# WORK TO COMPLETE
Output the line that contains "of the utility" and every line after it to the end of the entries, with nothing added or left out.

--- begin EXCERPTED DATA ---

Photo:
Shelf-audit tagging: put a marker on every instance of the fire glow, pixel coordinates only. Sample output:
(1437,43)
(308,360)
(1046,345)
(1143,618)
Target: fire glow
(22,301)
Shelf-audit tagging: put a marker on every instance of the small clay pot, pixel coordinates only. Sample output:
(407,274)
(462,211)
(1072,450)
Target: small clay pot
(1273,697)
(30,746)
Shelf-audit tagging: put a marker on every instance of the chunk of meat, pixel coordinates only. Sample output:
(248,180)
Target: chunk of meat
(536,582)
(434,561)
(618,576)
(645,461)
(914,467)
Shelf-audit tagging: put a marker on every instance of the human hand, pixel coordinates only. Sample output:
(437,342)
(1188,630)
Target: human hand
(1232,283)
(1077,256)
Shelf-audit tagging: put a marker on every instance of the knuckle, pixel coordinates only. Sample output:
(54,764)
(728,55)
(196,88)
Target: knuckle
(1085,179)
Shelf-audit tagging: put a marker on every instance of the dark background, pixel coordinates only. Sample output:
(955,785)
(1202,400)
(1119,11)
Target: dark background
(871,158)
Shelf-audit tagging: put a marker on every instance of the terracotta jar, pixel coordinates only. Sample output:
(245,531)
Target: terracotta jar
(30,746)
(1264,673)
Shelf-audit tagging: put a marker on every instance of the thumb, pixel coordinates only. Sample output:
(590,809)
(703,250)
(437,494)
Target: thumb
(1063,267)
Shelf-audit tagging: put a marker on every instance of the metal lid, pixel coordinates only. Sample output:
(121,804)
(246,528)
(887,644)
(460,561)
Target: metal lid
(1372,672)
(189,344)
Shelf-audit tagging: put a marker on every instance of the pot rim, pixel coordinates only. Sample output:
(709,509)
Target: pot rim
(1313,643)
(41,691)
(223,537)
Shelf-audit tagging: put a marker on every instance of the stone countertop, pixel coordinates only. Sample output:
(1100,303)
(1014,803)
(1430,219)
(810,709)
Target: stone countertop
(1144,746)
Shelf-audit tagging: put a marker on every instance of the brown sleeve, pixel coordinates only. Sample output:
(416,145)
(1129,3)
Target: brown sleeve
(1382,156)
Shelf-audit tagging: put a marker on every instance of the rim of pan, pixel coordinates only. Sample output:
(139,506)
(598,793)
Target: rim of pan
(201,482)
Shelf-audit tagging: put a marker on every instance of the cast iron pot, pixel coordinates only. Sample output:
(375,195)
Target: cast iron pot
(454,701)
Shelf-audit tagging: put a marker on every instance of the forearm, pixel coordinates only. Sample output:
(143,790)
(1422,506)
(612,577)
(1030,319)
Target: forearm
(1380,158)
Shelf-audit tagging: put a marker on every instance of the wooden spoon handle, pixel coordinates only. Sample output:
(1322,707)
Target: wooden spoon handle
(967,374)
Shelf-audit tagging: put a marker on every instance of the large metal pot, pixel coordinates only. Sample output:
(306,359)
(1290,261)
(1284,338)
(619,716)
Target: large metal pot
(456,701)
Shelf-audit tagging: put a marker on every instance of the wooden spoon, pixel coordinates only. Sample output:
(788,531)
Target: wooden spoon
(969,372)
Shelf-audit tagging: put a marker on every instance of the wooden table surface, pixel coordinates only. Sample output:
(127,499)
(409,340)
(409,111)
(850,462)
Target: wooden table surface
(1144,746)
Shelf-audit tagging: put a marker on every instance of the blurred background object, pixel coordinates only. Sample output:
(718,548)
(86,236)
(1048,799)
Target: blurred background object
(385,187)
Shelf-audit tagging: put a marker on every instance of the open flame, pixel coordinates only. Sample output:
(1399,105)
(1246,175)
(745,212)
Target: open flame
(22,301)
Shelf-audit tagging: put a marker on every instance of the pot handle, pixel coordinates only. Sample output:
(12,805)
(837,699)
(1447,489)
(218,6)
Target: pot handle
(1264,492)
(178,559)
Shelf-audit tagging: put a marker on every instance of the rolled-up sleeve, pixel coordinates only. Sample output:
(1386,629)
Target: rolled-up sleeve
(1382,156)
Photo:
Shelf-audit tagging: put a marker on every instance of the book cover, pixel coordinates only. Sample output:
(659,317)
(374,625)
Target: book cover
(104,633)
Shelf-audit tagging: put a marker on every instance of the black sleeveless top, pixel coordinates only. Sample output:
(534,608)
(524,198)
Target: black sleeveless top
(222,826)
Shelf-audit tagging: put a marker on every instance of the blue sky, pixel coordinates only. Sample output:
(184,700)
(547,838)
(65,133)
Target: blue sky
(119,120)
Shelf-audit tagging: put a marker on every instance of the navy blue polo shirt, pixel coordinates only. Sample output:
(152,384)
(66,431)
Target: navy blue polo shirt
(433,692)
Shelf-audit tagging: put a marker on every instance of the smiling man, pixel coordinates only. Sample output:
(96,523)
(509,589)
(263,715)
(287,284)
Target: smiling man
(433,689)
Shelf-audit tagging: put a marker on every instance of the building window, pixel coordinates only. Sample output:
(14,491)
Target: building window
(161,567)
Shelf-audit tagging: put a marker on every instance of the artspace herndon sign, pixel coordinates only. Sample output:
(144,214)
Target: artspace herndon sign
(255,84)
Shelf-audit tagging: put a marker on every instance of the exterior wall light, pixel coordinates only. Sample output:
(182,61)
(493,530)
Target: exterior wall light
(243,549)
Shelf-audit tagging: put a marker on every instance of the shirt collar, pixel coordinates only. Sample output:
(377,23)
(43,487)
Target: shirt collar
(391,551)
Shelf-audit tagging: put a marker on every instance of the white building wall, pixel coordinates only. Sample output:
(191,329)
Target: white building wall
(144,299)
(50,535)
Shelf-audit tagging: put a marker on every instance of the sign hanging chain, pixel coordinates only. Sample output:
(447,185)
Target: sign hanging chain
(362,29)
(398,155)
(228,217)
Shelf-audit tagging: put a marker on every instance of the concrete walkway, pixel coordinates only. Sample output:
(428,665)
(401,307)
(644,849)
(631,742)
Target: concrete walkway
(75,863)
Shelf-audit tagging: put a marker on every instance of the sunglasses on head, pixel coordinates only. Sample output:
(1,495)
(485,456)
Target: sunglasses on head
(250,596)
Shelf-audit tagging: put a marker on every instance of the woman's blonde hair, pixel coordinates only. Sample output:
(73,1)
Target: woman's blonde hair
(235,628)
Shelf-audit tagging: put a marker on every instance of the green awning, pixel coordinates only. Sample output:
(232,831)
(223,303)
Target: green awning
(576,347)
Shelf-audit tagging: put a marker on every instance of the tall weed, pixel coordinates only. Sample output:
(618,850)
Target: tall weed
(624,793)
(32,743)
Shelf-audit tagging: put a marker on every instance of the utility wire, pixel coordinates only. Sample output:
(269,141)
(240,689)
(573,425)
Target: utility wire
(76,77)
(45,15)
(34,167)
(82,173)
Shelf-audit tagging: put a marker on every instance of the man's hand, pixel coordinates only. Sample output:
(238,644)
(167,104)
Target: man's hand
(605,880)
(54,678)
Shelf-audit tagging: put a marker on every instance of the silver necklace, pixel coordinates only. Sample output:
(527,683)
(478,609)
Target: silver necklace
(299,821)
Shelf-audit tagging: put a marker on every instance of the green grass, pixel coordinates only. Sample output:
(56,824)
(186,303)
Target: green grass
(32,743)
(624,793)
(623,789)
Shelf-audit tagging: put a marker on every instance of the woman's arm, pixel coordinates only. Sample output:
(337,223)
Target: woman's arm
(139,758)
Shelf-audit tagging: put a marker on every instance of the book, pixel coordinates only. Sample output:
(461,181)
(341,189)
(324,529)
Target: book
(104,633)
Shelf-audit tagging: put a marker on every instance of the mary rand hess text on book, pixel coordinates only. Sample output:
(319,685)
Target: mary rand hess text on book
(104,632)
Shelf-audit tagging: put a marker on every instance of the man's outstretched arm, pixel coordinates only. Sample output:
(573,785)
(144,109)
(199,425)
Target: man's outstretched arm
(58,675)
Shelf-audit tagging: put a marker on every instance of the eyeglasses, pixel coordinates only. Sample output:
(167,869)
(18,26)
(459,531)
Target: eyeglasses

--- end EXCERPTED DATA ---

# CORRECT ANSWER
Shelf-audit tagging: put a marker on every instance of the utility wire, pixel coordinates only. Sample output:
(269,141)
(240,689)
(573,425)
Target: utility wire
(76,77)
(45,15)
(34,167)
(82,173)
Shelf-audit tagging: put a marker on every instance of the man's hand, pixel coordinates only. Sample output:
(238,644)
(167,104)
Target: man's hand
(605,880)
(54,678)
Shelf-audit tagging: put a marker on every instance of the silver necklace, pixel coordinates only. Sample output:
(527,683)
(478,609)
Target: silver necklace
(299,821)
Shelf-audit tagging: put a marker on every instance of the green grass, pixel coordinates only. Sample output:
(56,824)
(186,303)
Target: green grass
(32,743)
(624,793)
(623,789)
Shelf-audit tagging: put a marker on every instance of the woman's arm, pixel coordinates only. Sample output:
(337,223)
Target: woman's arm
(139,758)
Shelf-audit tagging: put a marker on every instance of the book, pixel coordinates only. Sample output:
(461,181)
(341,189)
(324,529)
Target: book
(104,633)
Shelf-audit tagging: put a marker on every instance of the mary rand hess text on book, pixel coordinates only. Sample output:
(319,685)
Target: mary rand hess text on book
(104,632)
Shelf-audit tagging: put a marker on every instance of the man's outstretched arm, pixel coordinates only. Sample output:
(573,785)
(144,109)
(199,425)
Target: man's outstretched arm
(58,675)
Shelf-audit tagging: put a marker on every instance of the eyeglasses, pixel coordinates only. Sample output:
(167,869)
(18,26)
(459,531)
Target: eyeglasses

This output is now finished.